Point localization data

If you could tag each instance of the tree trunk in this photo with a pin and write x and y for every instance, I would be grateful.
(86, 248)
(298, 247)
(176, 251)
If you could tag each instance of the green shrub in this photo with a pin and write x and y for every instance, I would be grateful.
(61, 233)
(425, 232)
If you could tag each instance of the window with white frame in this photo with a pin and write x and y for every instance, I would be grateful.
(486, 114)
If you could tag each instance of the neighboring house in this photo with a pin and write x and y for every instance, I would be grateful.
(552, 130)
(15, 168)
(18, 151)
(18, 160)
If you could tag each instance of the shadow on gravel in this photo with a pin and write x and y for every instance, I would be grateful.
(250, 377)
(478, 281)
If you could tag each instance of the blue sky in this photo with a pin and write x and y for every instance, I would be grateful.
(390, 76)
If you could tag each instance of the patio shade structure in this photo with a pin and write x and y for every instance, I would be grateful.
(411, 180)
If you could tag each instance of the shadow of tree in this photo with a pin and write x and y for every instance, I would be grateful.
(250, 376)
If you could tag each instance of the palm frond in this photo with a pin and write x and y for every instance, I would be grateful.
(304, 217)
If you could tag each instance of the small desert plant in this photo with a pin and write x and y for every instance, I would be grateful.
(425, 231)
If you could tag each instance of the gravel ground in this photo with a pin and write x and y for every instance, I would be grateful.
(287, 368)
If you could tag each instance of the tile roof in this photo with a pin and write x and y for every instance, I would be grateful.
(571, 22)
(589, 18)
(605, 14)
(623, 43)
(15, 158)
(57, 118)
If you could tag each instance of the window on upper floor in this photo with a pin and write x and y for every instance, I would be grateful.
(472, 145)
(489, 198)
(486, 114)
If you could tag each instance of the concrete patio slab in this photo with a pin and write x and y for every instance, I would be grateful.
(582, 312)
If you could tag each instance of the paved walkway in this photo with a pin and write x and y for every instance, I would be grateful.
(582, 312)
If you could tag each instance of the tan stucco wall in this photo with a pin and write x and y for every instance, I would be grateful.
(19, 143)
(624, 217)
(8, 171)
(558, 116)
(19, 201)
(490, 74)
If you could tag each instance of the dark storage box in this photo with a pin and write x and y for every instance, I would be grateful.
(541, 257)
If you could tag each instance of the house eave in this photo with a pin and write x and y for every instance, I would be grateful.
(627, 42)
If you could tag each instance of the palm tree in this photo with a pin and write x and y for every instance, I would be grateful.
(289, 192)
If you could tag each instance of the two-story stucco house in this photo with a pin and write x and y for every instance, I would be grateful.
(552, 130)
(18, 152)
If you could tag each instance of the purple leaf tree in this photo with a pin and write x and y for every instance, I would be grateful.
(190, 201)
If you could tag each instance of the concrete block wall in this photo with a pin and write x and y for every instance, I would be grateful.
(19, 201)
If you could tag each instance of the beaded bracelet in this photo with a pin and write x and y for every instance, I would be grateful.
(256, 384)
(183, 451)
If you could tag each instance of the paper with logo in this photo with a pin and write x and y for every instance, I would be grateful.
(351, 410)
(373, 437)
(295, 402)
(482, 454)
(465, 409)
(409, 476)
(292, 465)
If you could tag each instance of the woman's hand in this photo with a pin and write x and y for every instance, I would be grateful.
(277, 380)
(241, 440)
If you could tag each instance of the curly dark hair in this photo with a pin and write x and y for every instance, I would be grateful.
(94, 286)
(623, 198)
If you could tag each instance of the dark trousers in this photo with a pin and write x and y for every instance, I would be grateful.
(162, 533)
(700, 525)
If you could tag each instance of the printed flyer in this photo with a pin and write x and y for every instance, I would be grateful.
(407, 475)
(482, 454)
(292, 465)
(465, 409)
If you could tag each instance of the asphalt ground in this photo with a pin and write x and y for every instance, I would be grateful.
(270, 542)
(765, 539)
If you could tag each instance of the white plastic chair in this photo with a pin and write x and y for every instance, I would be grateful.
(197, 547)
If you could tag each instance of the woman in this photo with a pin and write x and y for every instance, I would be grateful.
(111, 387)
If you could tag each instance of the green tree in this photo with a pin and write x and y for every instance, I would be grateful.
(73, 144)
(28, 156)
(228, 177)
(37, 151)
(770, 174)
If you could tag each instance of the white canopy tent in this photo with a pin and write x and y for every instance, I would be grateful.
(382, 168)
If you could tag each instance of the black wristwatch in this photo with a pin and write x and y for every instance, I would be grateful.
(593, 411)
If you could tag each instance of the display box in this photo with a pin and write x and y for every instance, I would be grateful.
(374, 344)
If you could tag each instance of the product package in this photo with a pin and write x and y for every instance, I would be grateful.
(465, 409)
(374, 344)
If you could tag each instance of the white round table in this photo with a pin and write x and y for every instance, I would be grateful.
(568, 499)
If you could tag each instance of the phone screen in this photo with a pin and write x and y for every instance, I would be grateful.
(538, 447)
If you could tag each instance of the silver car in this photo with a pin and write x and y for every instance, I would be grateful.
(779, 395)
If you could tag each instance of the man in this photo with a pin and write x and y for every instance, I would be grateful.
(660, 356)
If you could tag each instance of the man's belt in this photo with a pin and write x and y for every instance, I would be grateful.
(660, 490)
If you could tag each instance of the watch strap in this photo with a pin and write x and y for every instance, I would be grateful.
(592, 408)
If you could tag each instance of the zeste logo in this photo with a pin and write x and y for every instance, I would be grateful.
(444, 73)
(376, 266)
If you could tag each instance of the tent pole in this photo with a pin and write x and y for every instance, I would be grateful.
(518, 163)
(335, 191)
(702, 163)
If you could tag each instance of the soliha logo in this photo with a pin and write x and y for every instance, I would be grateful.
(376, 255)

Required work
Each line above is to be reproduced exactly. Leave none out.

Task solution
If you could tag each instance of the tree trunk in this photo with a pin and write x and y for every instance, I would be grateful.
(86, 248)
(298, 247)
(176, 251)
If you could tag each instance of the green shrub in this photo with a pin and write x and y for every instance, I would be grateful.
(61, 233)
(425, 232)
If you could tag each instance of the window with white frame in this photo with a pin and write x and y for every instance, I would be grateful.
(486, 114)
If you could tag each instance of the neighboring house in this photo with a pin and write x and y for every instance, I would be grateful.
(552, 130)
(15, 168)
(18, 151)
(18, 160)
If you could tag each instance of the shadow on gravel in this photo with a pin and write x and y for every instance, I would be grateful.
(250, 377)
(478, 281)
If you could tag each instance of the blue sky in this photo with a pin and write x and y for every instance, I would be grateful.
(390, 76)
If you could tag each instance of the patio shade structure in this photo with a pin and write x and y for every instance, I would be grateful.
(411, 180)
If you could tag each instance of the shadow of tree in this photo with a pin and write x and y for every instance, I would be grateful.
(250, 376)
If you could tag each instance of the palm frond in this photo with a pin and write x and y for every instance, I would be grateful.
(304, 217)
If you could tag each instance of the small desert plant in this photo with a pin and write x and y for every instance, I would be grateful.
(425, 231)
If you could tag each instance of the gravel ground in this photo with a pin and write x and y for every instance, I would be grateful.
(287, 368)
If you could tag each instance of the tile roof in this photo with a pin and write x and y for every instance, I would be grateful.
(571, 22)
(589, 18)
(605, 14)
(623, 43)
(15, 158)
(57, 118)
If you could tag each instance of the window on upper floor in this photo with a pin and write x and y for every instance, I would be grateful.
(472, 145)
(489, 198)
(486, 114)
If you could tag each instance of the concrete patio slab in this photo with a pin and write x and y for every instance, I would be grateful.
(582, 312)
If you could tag each instance of the paved walkway in this photo with a pin and write x and y for every instance, I would be grateful.
(582, 312)
If you could tag each instance of the tan stucco wall in this photo with a pin and write x and y for every instance, I would be grateful.
(19, 143)
(624, 217)
(8, 171)
(558, 116)
(19, 201)
(490, 74)
If you could tag each instance of the dark storage box in this photo with a pin and write x and y for every instance, I would be grateful.
(541, 257)
If you could tag each instance of the house eave in this photo with a pin and write x and y for every instance, I would be grateful.
(627, 42)
If you could tag each instance of the palm tree in this photo with a pin and write x and y for every instance, I would be grateful.
(289, 192)
If you could tag each instance of the two-story stucco house in this photo with a pin and write x and y for every instance, I would be grateful.
(552, 130)
(18, 152)
If you could tag each instance of the purple leaf tree in this photo with a pin and write x and y for every instance, I would be grateful.
(190, 201)
If you could tag each instance of the concrete block wall in this photo with a pin and write x and y for every instance, I would be grateful.
(19, 201)
If you could tag each instance of the beaded bracelet in this photo with a pin and write x and y for every instance, I would be grateful.
(256, 384)
(183, 451)
If you could tag each instance of the paper with logo in this photo with a pin and write x and y for every instance, I would be grateful.
(351, 410)
(373, 437)
(295, 402)
(482, 454)
(465, 409)
(409, 476)
(292, 465)
If you could tag each instance of the woman's hand in this photo with a pin and write x and y for every instance, I would be grateful.
(277, 380)
(241, 440)
If you could tag each instance of the curly dark hair in this photo with a pin and write x and y for every instance, I would be grateful.
(94, 286)
(623, 198)
If you could tag each instance of the dark trousers in this photo with a pin and write x and y for every instance, I would be grateful.
(162, 533)
(700, 525)
If you could tag each instance of the printed flyer in this photo with a pin and write x and y for every instance, I would be grateful.
(407, 475)
(482, 454)
(292, 465)
(465, 409)
If you could tag each instance of the asphalt ground in this photo with a pin and write x and y for every instance, I would be grateful.
(270, 542)
(765, 539)
If you could tag each instance of the white plastic chair in this photo with a pin and write x and y for every instance, I would be grateful.
(197, 547)
If you could tag each instance of the woman in this photo with a pin and write x and y for every instance, I would be grateful.
(111, 387)
If you could tag each instance of the green tree in this photo with a pin and write x and y for every instance, I would be grateful.
(73, 144)
(28, 156)
(228, 177)
(37, 151)
(770, 174)
If you could tag each instance of the white canopy tent in this photo with a pin and write x and y for every instance, I would be grateful.
(382, 168)
If you could tag each instance of the black wristwatch in this photo with a pin and write x and y for every instance, I would be grateful.
(593, 411)
If you could tag each instance of the display box in this photo with a pin and write x and y for every instance, I would be grateful.
(374, 344)
If you could tag each instance of the product package in this photo with a pin and write x and y for every instance, I would be grateful.
(465, 409)
(374, 344)
If you could tag each instance of the white round table in this photo with a pin and write x and y for every instance, I would be grateful.
(568, 499)
If you could tag each instance of the phone screen in this photo with a pin and write x and y for every instance, I would be grateful.
(538, 447)
If you could tag each instance of the silver car in this photo with a pin and write x and y for every instance, I would be grateful.
(779, 395)
If you could tag each instance of the man in this photo with a pin and write x and y for every instance, I would be grateful.
(660, 356)
If you could tag each instance of the man's belt in this photo with a pin and write x and y for every instance, I would be grateful.
(660, 490)
If you could tag each instance of the watch strap in this photo with a pin and write x and y for every instance, I would be grateful.
(592, 408)
If you could tag each instance of the zeste logo in this photo with a pin and write x and y for every instance, I would be grateful.
(444, 73)
(376, 266)
If you could tag each instance of the tent pole in this photo with a pin and write x and y for every instance, I would be grateful.
(518, 163)
(335, 191)
(702, 163)
If you could tag each instance of the soliha logo in this photo with a pin and write x and y for every instance, I would be grateful.
(376, 255)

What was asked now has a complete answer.